Document extract
• • • •
In this post, we dive deeper into the human annotator and feedback journey on four cases covering both demonstration data and preference data for both LLMs and multi-modal models: question and answer pair generation and text ranking for LLMs, as well as image captioning and video captioning for multi-modal models.

Large language models

In this section, we discuss question and answer pairs and text ranking for LLMs, along with customizations you may want for your use case.

Question and answer pairs

The following screenshot shows a labeling UI in which a human annotator will read a text passage and generate both questions and answers in the process of building a Q&A demonstration dataset.

Let’s walk through a tour of the UI in the annotator’s shoes. On the left side of the UI, the job requester’s specific instructions are presented to the annotator. In this case, the annotator is supposed to read the passage of text presented in the center of the UI and create questions and answers based on the text. On the right side, the questions and answers that the annotator has written are shown. The text passage as well as type, length, and number of questions and answers can all be customized by the job requester during the project setup with the Ground Truth Plus team. In this case, the annotator has created a question that requires understanding the whole text passage to answer and is marked with a References entire passage check box. The other two questions and answers are based on specific parts of the text passage, as shown by the annotator highlights with color-coded matching. Optionally, you may want to request that questions and answers are generated without a provided text passage, and provide other guidelines for human annotators—this is also supported by Ground Truth Plus.

After the questions and answers are submitted, they can flow to an optional quality control loop workflow where other human reviewers will confirm that customer-defined distribution and types of questions and answers have been created. If there is a mismatch between the customer requirements and what the human annotator has produced, the work will get funneled back to a human for rework before being exported as part of the dataset to deliver to the customer. When the dataset is delivered back to you, it’s ready to incorporate into the supervised fine-tuning workflow at your discretion.

Text ranking

The following screenshot shows a UI for ranking the outputs from an LLM based on a prompt.

You can simply write the instructions for the human reviewer, and bring prompts and pre-generated responses to the Ground Truth Plus project team to start the job. In this case, we have requested for a human reviewer to rank three responses per prompt from an LLM on the dimension of writing clarity (readability). Again, the left pane shows the instructions given to the reviewer by the job requester. In the center, the prompt is at the top of the page, and the three pre-generated responses are the main body for ease of use. On the right side of the UI, the human reviewer will rank them in order of most to least clear writing.

Customers wanting to generate this type of preference dataset include application builders interested in building human-like chatbots, and therefore want to customize the instructions for their own use. The length of the prompt, number of responses, and ranking dimension can all be customized. For example, you may want to rank five responses in order of most to least factually accurate, biased, or toxic, or even rank and classify multiple dimensions simultaneously. These customizations are supported in Ground Truth Plus.

Multi-modal models

In this section, we discuss image and video captioning for training multi-modal models such as text-to-image and text-to-video models, as well as customizations you may want to make for your particular use case.
• • • •
Provided data
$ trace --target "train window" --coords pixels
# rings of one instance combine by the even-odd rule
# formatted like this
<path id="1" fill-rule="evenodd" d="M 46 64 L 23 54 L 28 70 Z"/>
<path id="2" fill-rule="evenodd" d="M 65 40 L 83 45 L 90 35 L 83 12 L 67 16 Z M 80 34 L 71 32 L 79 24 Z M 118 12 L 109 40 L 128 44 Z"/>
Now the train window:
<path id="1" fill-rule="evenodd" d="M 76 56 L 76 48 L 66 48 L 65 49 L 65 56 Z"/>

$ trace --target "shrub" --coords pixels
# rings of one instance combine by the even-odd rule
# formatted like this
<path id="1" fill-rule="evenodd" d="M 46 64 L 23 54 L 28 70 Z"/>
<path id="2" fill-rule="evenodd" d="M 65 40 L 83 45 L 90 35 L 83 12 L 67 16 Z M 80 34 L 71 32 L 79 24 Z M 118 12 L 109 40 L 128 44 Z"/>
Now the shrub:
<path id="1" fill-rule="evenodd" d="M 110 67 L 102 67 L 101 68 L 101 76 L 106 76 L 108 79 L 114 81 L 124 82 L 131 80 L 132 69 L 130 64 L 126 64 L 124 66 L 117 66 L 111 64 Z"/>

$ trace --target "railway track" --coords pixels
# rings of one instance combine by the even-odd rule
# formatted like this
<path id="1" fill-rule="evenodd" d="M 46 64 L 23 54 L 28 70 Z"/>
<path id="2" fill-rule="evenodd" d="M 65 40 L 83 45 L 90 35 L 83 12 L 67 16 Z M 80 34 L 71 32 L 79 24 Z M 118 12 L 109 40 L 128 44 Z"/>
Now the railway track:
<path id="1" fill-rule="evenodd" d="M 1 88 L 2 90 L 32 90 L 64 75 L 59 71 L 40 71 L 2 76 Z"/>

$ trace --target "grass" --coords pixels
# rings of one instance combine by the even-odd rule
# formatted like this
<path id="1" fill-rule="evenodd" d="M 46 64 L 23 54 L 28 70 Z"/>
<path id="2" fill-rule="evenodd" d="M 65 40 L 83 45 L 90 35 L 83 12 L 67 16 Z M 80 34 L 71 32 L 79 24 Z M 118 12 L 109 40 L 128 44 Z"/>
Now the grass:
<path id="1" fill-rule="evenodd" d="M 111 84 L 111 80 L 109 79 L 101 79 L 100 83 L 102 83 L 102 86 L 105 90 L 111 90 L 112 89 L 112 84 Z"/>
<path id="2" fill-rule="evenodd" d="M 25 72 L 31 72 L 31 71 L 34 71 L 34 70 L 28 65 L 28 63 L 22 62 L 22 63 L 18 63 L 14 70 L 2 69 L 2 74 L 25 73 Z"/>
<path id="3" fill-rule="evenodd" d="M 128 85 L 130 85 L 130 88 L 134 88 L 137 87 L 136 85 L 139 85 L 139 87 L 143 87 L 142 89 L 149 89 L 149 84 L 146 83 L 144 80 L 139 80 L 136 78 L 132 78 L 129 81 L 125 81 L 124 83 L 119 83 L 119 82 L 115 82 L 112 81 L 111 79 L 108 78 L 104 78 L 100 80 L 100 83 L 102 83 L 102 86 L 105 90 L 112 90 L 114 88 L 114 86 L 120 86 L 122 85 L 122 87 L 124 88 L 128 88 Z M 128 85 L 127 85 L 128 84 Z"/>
• • • •
What you should do
Say whether each of these statements agrees with the excerpt on human annotation workflows, answering yes or no and quoting the deciding words of the excerpt: (a) in the text ranking case, the human reviewer ranks three responses per prompt on writing clarity; (b) in the question and answer labeling UI, the job requester's instructions appear on the right side; (c) work that does not match the customer requirements is discarded instead of being reworked.

Answer to the exercise
(a) Yes: "we have requested for a human reviewer to rank three responses per prompt from an LLM on the dimension of writing clarity (readability)"
(b) No: "On the left side of the UI, the job requester’s specific instructions are presented to the annotator."
(c) No: "the work will get funneled back to a human for rework before being exported as part of the dataset to deliver to the customer"